• Исходный фрагмент:
=-=-=
Пути изменения слов причудливы и многоразличны. Вы
видели комариный танец в теплый июльский вечер? Никогда не знаешь, как и куда
метнется комар — ажурное существо, парящее в облаке себе подобных. Траектория
полета определяется тысячью непредсказуемых условий.
Слова похожи на такое невесомое облачко. Они все
вместе, но каждое и само по себе, во всем своем совершенстве: вот так оно
произносится (это его фонетическая сторона), так оно образуется от других слов
(это его словообразовательные отношения), так оно изменяется по формам,
присоединяясь к другим словам в предложении (это его грамматические формы). А
вот так это слово расцветает всеми гранями своих значений, если вокруг нет ни
одного похожего или равного ему, или смиренно пригасит внутреннее свое
свечение, если по соседству окажется более точное, более гибкое слово. Тогда
мы говорим о лексическом значении слова, а шире — о семантических связях слов.
Семантических — значит смысловых; термин семантика восходит к древнегреческому
семантикос (обозначающий). И верно, слово не отражает предмет непосредственно,
оно только обозначает его условным символом.
Слова любого языка составляют сложную, разветвленную
систему знаков.
Слово — двусторонний знак: оно имеет форму, которая
изучается грамматикой и фонетикой, и значение, которым занимается семантика.
Форма слова условна по отношению к его значению. Почему, в самом деле, мы
произносим стол, чтобы обозначить понятие «стол» и тем самым представить
реальный предмет — стол? Почему мы при этом не произносим другого набора
звуков, например, подобно чехам и полякам, — стул, или, подобно украинцам, —
стил? А потому, что для современного русского человека ряд звуков стол связан
с обозначением понятия «стол», тогда как для обозначения того же понятия поляк
пользуется рядом звуков стул, а украинец — рядом звуков стил.
Выходит, что связь звучания и значения слова весьма
условна и сама по себе может изменяться. Так, кстати, и случилось в польском и
украинском языках: общее славянское стол со временем в польском превратилось в
стул, а в украинском — в стил. Звуковая форма слова изменилась, причем в каждом
языке по-своему, а общее значение сохранилось.
Однако в каждом данном языке в данную историческую
эпоху связь формы и значения слова является постоянной и обязательной для
всех, кто на этом языке говорит.
Изменения в языке могут происходить по разным
причинам. Изменяются разные стороны слова —
этого сложного целого. Изменяется звучание слова, его
морфологический состав, его место и ранг в сочетаниях с другими словами и в
предложении, его значение.
Чаще всего значение слова сужается. Постепенно
ограничивается число сочетаний, в которых это слово может выступать. Так
происходит потому, что в языке постоянно отрабатываются средства наиболее
точного, а следовательно, и однозначного выражения мысли.
=-=-=
• Исходные данные:
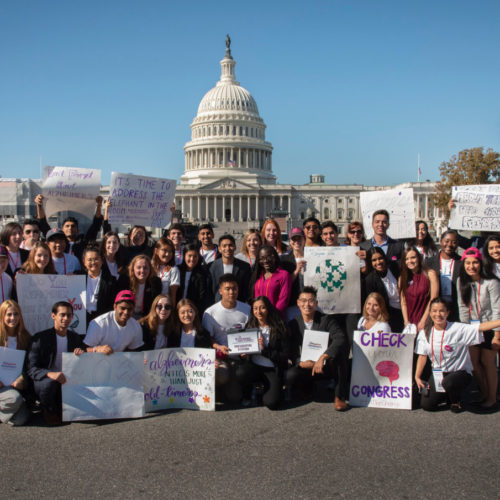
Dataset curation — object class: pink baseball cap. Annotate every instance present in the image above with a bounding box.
=-=-=
• Что нужно сделать:
1/ Ответьте по тексту на вопросы:
(а) Во что со временем превратилось общее славянское «стол» в польском языке?
(б) К какому древнегреческому слову восходит термин «семантика»?
(в) Что чаще всего происходит со значением слова?
2/ Измените часть текста, начиная со слов «Слова похожи на» и продолжая до слов «семантических связях слов.» включительно: приведите ее, заменив «невесомое облачко» на «легкое облачко».
Отвечайте, опираясь только на текст.

• Ответы по заданиям:
1/
(а) В «стул».
(б) К слову «семантикос» (обозначающий).
(в) Оно сужается.

2/
Слова похожи на такое легкое облачко. Они все
вместе, но каждое и само по себе, во всем своем совершенстве: вот так оно
произносится (это его фонетическая сторона), так оно образуется от других слов
(это его словообразовательные отношения), так оно изменяется по формам,
присоединяясь к другим словам в предложении (это его грамматические формы). А
вот так это слово расцветает всеми гранями своих значений, если вокруг нет ни
одного похожего или равного ему, или смиренно пригасит внутреннее свое
свечение, если по соседству окажется более точное, более гибкое слово. Тогда
мы говорим о лексическом значении слова, а шире — о семантических связях слов.